Requirements –
• A. Answer the following from the forum thread on tall aquarium plants.
(i) What size is the bowfront tank described by the original poster?
(ii) According to debisbooked, how does jungle val propagate?
(iii) How many stems of red vals did Firstaqua order online?
• B. Please copy the section of the forum thread on tall aquarium plants between "## debisbooked" and "don't use co2.", inclusive.

# What tall grass type plant to get



## Firstaqua

I am still confused after reading and reading...
I want to replace my anacharis as I don't like how it is constantly coming apart and "dying" at the bottoms.

I would like to put in a tall (backround) grass like plant. Please recommend one for me.

things to remember:
I am new to plants but want to learn.
I want low or medium maint.
I would like something that will grow as tall as 12 or 18 inches.

Thank you very much. Really looking forward to hearing what you suggest!

The related specifics:
26 gal bowfront
small to med rock substrate
My light has 2 HO T5's - 1 24w grow light and 1 24w full spectrum. It is on 9 hours a day.
I have plant fert that I use once a week.


----------



## debisbooked

I have jungle vals (vallisneria Americana) in my 75g that grow to top of the tank and laterally across the top of the water. Jungle val is easy to grow and propagates by runners - do not ignore it or it will take over the tank. Once the baby plants are a few inches tall, I snip the runner and plant the baby somewhere else in the tank. I let the fish do the fertilizing and I don't use co2.


----------



## LaurenK

I'm in the process of planting my tank right now and I had a couple people suggest the vals. I looked at them online and liked them. I went to my LFS today to get some. They're now in my tank and I LOVE them!!! Also got an Amazon Sword and a few others but the vals are my favorite by a long shot.


----------



## Summer

jungle val, willow hygro, both tall and basic plants, and very easy to grow


----------



## seaecho

Will they take low light?


----------



## Firstaqua

Sounds like jungle val it is!
Thank you.
I looked it up and see that there is both green and dark red available. I might mix in a little of the dark red. I think that would look great!
Thank you.


----------



## jrman83

Another is giant saggitaria subulata. Blades even look like grass. Doesn't require much light and usually very cheap....less than 25 cents per plant.


----------



## Firstaqua

jrman83 said:


> Another is giant saggitaria subulata. Blades even look like grass. Doesn't require much light and usually very cheap....less than 25 cents per plant.


Thanks. Will keep it in mind. ordered the val before I saw your post though.


----------



## Firstaqua

Update:

I checked all my lfs and turned up nothing. Everyone said the same thing. "we are very low on plants right now". Time of year maybe? Curious.
I ordered the Val's online. I got 20 stems of green and 10 stems of red. Overnight was outrageous so I opted for 2nd day air. I'm excited for them to get here!!
Thanks for the advise.


----------



## LaurenK

Firstaqua said:


> Update:
> 
> I checked all my lfs and turned up nothing. Everyone said the same thing. "we are very low on plants right now". Time of year maybe? Curious.
> I ordered the Val's online. I got 20 stems of green and 10 stems of red. Overnight was outrageous so I opted for 2nd day air. I'm excited for them to get here!!
> Thanks for the advise.


When I went to look for plants yesterday, I had to go to three different stores to find what I wanted. Stores like PetSmart and Petco aren't that great for plants in my opinions. Finally, went to my favorite LFS which is a good 30 min away from me and found everything I wanted. I was talking to the lady at my favorite store and she said you have to be careful about buying plants from the chain pet stores because of the way they get them in and sometimes they'll sell you plants that aren't even good for fish tanks. Does anyone agree?

Entries drawn from a collection:
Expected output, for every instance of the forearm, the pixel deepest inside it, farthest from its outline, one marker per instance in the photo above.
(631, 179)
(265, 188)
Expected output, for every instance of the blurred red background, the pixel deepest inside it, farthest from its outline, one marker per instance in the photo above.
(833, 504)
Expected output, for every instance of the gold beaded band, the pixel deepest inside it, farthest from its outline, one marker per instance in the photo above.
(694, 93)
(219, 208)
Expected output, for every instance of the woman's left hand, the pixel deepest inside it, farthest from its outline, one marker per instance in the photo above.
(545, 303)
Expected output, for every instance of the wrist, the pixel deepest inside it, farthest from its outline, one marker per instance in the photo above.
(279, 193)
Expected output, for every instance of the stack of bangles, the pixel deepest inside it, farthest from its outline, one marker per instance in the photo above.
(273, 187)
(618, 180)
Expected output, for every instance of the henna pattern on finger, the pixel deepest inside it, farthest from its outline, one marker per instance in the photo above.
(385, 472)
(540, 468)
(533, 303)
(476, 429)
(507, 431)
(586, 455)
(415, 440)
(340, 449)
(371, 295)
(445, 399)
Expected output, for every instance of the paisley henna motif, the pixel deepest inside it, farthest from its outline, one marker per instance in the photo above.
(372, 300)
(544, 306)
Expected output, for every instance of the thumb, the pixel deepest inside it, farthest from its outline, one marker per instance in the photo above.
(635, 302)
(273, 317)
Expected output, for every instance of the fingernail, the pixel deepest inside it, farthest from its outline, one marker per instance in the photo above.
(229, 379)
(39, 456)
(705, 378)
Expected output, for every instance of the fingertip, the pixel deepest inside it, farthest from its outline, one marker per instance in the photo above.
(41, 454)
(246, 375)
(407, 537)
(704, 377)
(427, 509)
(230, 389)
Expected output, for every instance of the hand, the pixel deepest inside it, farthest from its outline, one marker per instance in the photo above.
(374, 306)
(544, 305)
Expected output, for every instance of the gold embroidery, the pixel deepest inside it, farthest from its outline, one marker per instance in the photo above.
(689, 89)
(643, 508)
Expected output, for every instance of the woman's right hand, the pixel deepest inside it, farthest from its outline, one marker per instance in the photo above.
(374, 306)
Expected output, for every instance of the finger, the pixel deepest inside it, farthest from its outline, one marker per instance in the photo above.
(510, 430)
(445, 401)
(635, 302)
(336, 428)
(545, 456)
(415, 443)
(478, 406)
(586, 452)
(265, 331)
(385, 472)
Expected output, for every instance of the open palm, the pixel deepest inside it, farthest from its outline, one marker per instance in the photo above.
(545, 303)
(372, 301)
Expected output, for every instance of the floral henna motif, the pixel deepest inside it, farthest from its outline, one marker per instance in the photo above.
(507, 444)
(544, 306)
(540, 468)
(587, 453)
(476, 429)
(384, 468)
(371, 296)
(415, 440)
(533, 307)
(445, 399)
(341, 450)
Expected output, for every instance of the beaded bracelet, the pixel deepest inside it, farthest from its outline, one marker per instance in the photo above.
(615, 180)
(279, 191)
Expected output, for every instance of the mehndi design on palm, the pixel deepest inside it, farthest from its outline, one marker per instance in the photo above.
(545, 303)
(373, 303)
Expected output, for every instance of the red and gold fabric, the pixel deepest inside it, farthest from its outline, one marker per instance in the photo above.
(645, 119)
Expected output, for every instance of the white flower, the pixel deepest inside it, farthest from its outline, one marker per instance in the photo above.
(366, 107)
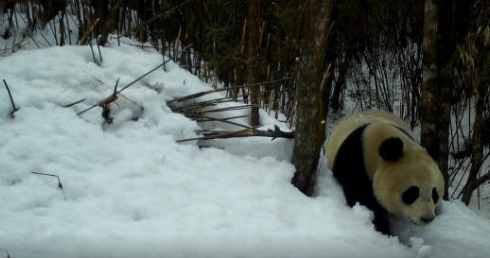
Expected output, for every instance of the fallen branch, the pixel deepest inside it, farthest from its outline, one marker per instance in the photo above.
(103, 103)
(15, 109)
(44, 174)
(209, 119)
(276, 133)
(202, 93)
(74, 103)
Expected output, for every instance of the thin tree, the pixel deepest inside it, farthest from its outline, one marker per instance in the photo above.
(435, 87)
(310, 115)
(253, 57)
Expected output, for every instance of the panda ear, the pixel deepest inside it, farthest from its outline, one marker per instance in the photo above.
(391, 149)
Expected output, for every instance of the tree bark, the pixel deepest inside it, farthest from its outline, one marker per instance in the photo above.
(310, 116)
(477, 147)
(435, 112)
(253, 57)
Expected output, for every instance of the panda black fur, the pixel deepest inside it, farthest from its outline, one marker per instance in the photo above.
(374, 157)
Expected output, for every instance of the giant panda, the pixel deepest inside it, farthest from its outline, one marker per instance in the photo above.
(376, 160)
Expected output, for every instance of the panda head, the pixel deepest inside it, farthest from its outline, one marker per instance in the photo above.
(408, 183)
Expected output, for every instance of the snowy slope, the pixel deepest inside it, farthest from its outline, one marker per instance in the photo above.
(129, 190)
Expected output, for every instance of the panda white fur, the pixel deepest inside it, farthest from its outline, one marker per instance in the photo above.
(374, 157)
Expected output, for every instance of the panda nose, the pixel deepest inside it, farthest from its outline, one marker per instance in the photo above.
(427, 219)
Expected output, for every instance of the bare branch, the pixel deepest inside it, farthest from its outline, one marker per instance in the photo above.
(276, 133)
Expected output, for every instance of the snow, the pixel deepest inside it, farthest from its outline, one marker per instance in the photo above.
(130, 190)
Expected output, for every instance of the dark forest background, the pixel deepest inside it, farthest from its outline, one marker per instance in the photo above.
(315, 62)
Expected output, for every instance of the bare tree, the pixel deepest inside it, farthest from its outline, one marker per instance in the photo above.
(253, 57)
(435, 91)
(310, 115)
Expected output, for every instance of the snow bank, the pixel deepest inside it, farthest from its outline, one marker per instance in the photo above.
(129, 190)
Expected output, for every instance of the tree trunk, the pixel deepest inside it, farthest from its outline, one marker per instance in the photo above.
(253, 57)
(477, 147)
(310, 116)
(435, 91)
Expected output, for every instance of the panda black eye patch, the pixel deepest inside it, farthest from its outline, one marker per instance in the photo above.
(410, 195)
(435, 195)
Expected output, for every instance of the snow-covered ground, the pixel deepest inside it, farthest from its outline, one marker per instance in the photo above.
(130, 190)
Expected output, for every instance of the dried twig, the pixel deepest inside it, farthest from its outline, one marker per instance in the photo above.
(209, 119)
(15, 109)
(74, 103)
(44, 174)
(276, 133)
(113, 97)
(202, 93)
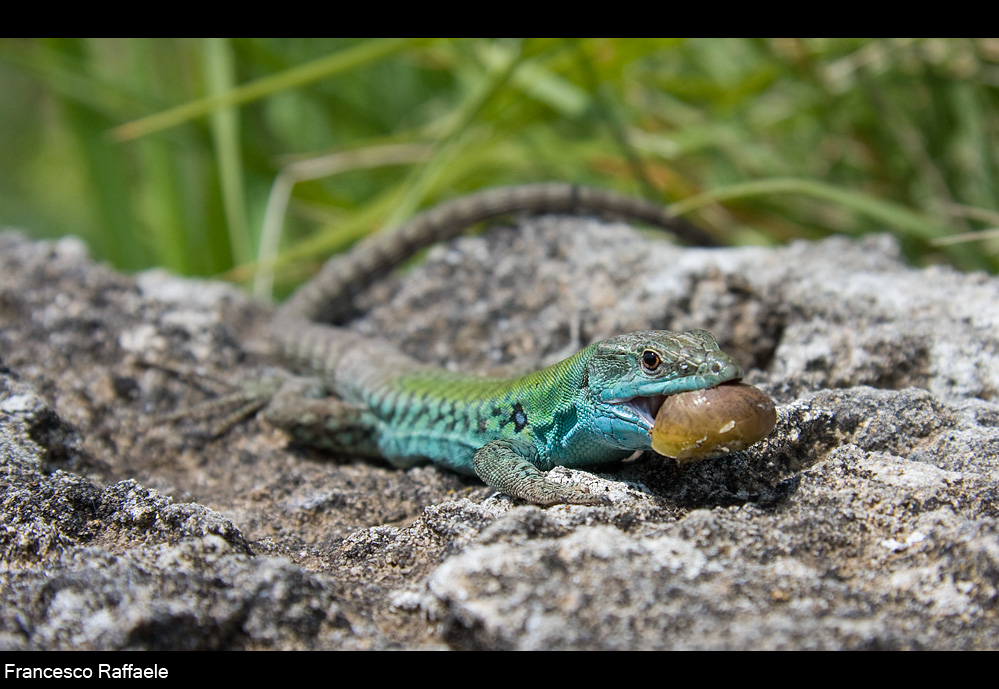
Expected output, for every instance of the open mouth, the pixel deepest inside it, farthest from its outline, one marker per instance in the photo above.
(648, 407)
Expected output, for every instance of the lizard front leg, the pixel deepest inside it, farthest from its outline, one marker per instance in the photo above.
(509, 466)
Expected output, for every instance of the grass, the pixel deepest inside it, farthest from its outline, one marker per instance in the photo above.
(256, 158)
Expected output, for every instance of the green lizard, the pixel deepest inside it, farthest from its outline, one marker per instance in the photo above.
(369, 399)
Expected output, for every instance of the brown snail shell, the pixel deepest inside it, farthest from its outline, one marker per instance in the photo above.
(703, 424)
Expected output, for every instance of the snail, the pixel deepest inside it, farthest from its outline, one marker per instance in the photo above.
(703, 424)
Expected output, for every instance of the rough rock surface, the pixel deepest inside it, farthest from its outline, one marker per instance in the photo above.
(868, 519)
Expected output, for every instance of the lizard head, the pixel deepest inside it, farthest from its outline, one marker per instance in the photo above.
(629, 376)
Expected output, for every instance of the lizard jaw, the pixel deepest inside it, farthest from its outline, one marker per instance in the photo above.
(645, 408)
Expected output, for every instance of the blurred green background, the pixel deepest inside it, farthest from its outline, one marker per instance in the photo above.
(225, 156)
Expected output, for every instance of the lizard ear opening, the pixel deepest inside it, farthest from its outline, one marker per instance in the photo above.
(651, 360)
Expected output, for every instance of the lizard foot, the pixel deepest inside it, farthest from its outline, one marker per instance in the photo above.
(507, 466)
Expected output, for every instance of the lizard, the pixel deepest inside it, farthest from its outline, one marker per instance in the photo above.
(367, 398)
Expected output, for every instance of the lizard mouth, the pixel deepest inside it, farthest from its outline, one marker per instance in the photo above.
(647, 408)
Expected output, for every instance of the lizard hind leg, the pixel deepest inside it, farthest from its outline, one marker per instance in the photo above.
(303, 410)
(509, 466)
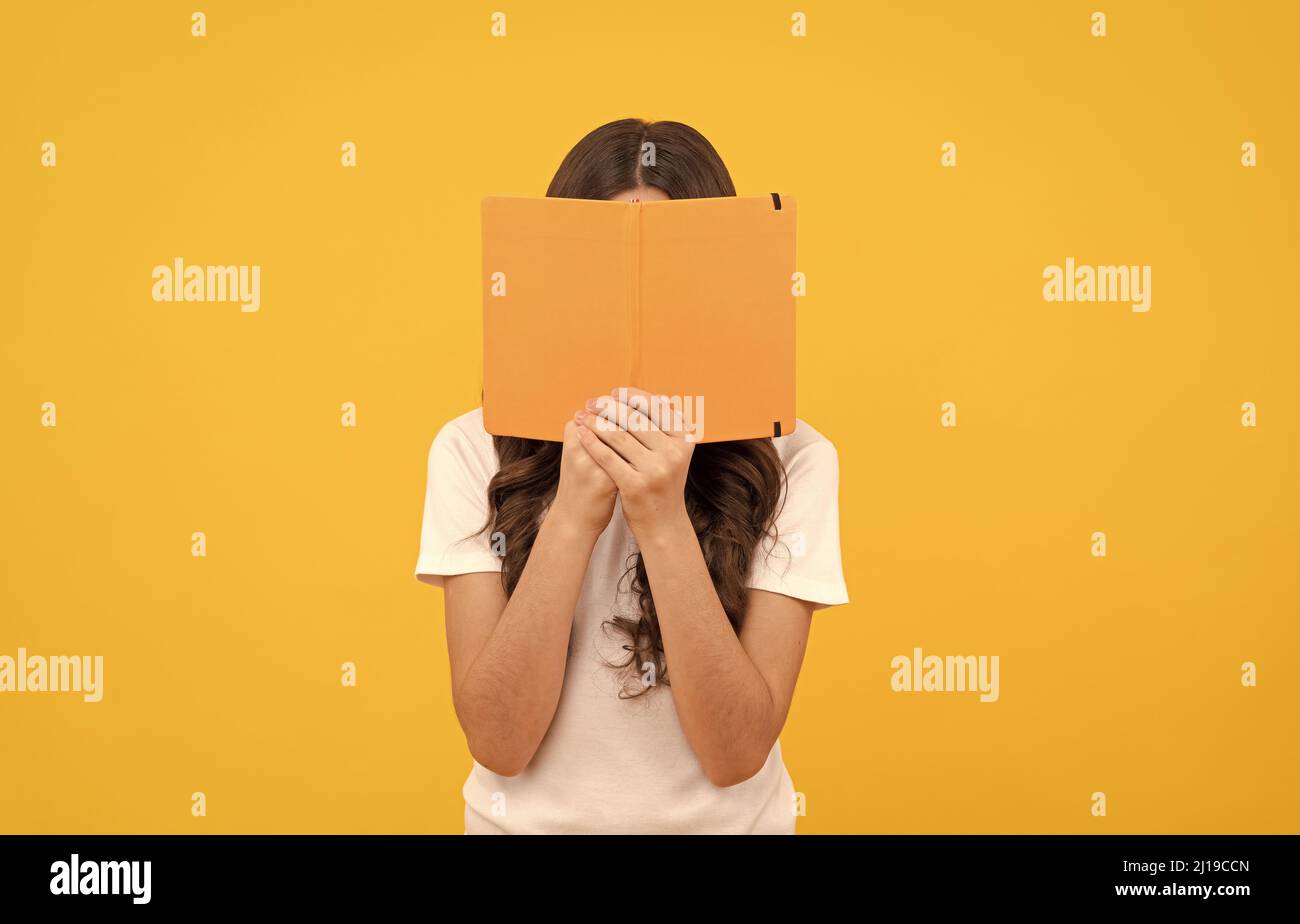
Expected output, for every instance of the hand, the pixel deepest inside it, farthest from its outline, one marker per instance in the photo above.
(642, 447)
(585, 495)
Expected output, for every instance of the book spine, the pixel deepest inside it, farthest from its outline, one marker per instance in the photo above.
(632, 241)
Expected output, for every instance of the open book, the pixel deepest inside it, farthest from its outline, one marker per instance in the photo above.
(685, 298)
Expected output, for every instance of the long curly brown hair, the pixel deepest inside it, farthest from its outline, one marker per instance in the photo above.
(732, 489)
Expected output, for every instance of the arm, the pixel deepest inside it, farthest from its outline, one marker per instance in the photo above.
(508, 658)
(732, 693)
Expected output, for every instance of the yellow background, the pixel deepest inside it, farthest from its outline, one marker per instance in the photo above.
(1119, 675)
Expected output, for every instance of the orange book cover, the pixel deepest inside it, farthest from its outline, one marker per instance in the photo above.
(685, 298)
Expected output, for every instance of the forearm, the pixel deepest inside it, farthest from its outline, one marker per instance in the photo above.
(726, 707)
(508, 695)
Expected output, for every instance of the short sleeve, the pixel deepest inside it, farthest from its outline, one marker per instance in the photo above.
(802, 559)
(453, 539)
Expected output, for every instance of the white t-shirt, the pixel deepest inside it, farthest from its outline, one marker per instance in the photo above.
(624, 766)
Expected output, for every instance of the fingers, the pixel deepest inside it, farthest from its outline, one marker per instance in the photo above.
(663, 412)
(602, 455)
(615, 437)
(614, 415)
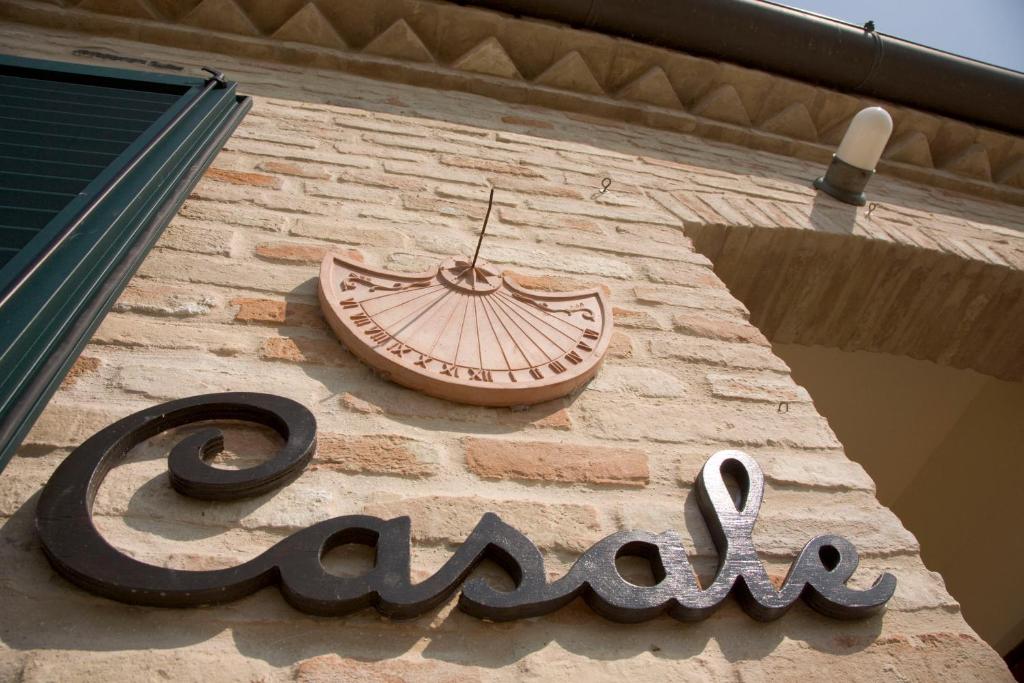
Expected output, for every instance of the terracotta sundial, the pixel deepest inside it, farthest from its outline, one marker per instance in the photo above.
(465, 332)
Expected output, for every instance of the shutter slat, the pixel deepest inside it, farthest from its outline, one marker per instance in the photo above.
(75, 89)
(14, 180)
(60, 141)
(46, 168)
(53, 104)
(55, 154)
(61, 118)
(108, 100)
(29, 126)
(55, 137)
(35, 199)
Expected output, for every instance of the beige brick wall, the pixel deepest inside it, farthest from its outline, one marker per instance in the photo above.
(397, 176)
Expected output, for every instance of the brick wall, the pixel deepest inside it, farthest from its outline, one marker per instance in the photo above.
(397, 176)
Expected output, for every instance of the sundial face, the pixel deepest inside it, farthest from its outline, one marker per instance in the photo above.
(465, 332)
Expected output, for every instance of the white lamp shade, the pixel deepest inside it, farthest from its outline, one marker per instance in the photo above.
(865, 138)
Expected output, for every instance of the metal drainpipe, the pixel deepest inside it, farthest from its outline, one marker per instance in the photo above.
(801, 45)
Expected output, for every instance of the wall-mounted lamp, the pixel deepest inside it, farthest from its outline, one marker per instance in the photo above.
(853, 164)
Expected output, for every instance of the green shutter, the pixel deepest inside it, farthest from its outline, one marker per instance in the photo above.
(93, 165)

Task-by-task answers –
• A.
(i) 26 gallons
(ii) By runners
(iii) 10 stems

• B.
## debisbooked

I have jungle vals (vallisneria Americana) in my 75g that grow to top of the tank and laterally across the top of the water. Jungle val is easy to grow and propagates by runners - do not ignore it or it will take over the tank. Once the baby plants are a few inches tall, I snip the runner and plant the baby somewhere else in the tank. I let the fish do the fertilizing and I don't use co2.